Monday, February 13, 2012

A Slightly Sour Sweet Sixteen


As birthdays go, sixteen is a much-anticipated milestone.  Don’t get me wrong, being able to legally buy scratch-offs at age eighteen is a thrill but nothing trumps being handed the keys to the kingdom.  My daughter Sydney recently turned sixteen and, as usual, we pulled out all the stops to celebrate.  She began her special day with a batch of buttered birthday toast.  I meticulously planned her mid-day meal of a Lunchable and mini grape soda pop.  To prevent the debacle that inevitably accompanies any important outing of which I participate, her father picked the birthday girl up immediately after school to take her to the Department of Motor Vehicles.  Sydney had been practicing up by taking the DMV’s online quizzes.  She was surprised to learn that under no circumstances is a driver to cross the double yellow line.  “What if your driveway is on the opposite side of the road?” she asked.

A block of data
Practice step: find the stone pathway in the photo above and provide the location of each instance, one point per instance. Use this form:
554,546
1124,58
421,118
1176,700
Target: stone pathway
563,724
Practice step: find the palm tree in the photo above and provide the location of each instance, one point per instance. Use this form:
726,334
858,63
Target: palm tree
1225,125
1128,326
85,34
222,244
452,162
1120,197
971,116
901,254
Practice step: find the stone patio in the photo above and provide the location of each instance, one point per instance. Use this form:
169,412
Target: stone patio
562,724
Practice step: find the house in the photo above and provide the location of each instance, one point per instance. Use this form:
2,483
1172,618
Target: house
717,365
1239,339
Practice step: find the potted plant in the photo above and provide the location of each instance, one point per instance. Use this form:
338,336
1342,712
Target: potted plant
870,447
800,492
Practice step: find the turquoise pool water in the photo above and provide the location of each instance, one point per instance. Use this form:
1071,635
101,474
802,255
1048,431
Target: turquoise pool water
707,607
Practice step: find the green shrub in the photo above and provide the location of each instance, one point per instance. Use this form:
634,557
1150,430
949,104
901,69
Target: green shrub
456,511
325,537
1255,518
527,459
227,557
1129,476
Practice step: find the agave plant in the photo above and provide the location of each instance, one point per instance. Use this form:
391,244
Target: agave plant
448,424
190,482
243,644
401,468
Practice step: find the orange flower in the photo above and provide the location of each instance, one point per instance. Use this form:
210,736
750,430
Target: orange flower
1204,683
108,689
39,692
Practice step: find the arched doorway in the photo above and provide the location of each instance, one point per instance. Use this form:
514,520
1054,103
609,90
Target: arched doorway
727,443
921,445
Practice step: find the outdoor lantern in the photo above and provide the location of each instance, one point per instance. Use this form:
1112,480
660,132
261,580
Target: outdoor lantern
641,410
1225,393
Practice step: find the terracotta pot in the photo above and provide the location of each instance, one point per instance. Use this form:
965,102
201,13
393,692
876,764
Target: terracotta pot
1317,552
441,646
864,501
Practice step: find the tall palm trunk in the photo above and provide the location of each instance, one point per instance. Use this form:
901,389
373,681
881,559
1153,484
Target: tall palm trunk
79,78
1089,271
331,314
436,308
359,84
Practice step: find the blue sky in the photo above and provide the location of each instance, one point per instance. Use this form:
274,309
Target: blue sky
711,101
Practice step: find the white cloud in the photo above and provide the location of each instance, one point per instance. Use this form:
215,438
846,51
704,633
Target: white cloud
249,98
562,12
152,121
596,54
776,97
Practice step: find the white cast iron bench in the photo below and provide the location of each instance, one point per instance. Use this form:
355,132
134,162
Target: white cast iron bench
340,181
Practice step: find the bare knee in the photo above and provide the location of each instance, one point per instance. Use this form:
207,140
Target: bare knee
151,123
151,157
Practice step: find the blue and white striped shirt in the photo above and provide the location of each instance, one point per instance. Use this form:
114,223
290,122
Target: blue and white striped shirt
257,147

...

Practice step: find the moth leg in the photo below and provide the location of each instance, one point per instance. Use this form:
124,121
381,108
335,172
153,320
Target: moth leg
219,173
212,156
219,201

• **What this exercise asks**:
1. Pull out every line of the entries that contains the word "orange", treating uppercase and lowercase as different.
2. Keep writing the blog post about the daughter's sixteenth birthday, picking up right after its last sentence.

• **Exercise results**:
1.
Practice step: find the orange flower in the photo above and provide the location of each instance, one point per instance. Use this form:
Target: orange flower

2.
As father and daughter left, I suddenly had a premonition as I remembered my last trip of this kind to the DMV.  I quickly scanned their helpful and informative website to discover that the social security card is a must-have document.  “You just realized this,” older daughter, Savannah asked incredulously, “we went through this less than two years ago.”  She is still holding a grudge from how I screwed up her own attainment of a driver’s license.  To the great annoyance of my husband, who thought I had my act together (c’mon folks, shouldn’t he know better by know?), I waylaid the trip to Warsaw with a carefully-worded cell phone call.  I then talked them through the search for the needed document.  I can’t explain how to play Crazy 8’s to eleven- year-olds so you can imagine how well that went.  I drove home to make the search myself and naturally found it in the last possible place. 
Brad and Sydney again hit the road.  Unfortunately, the documentation delay resulted in their arriving too late for Sydney to take her permit test.  “Let me buy you a Frappe,” Brad said to our disappointed daughter and off they went to McDonald’s to discover an out-of-order drink machine.  “Well, don’t forget you’ll be having homemade ice cream tonight,” he said consolingly.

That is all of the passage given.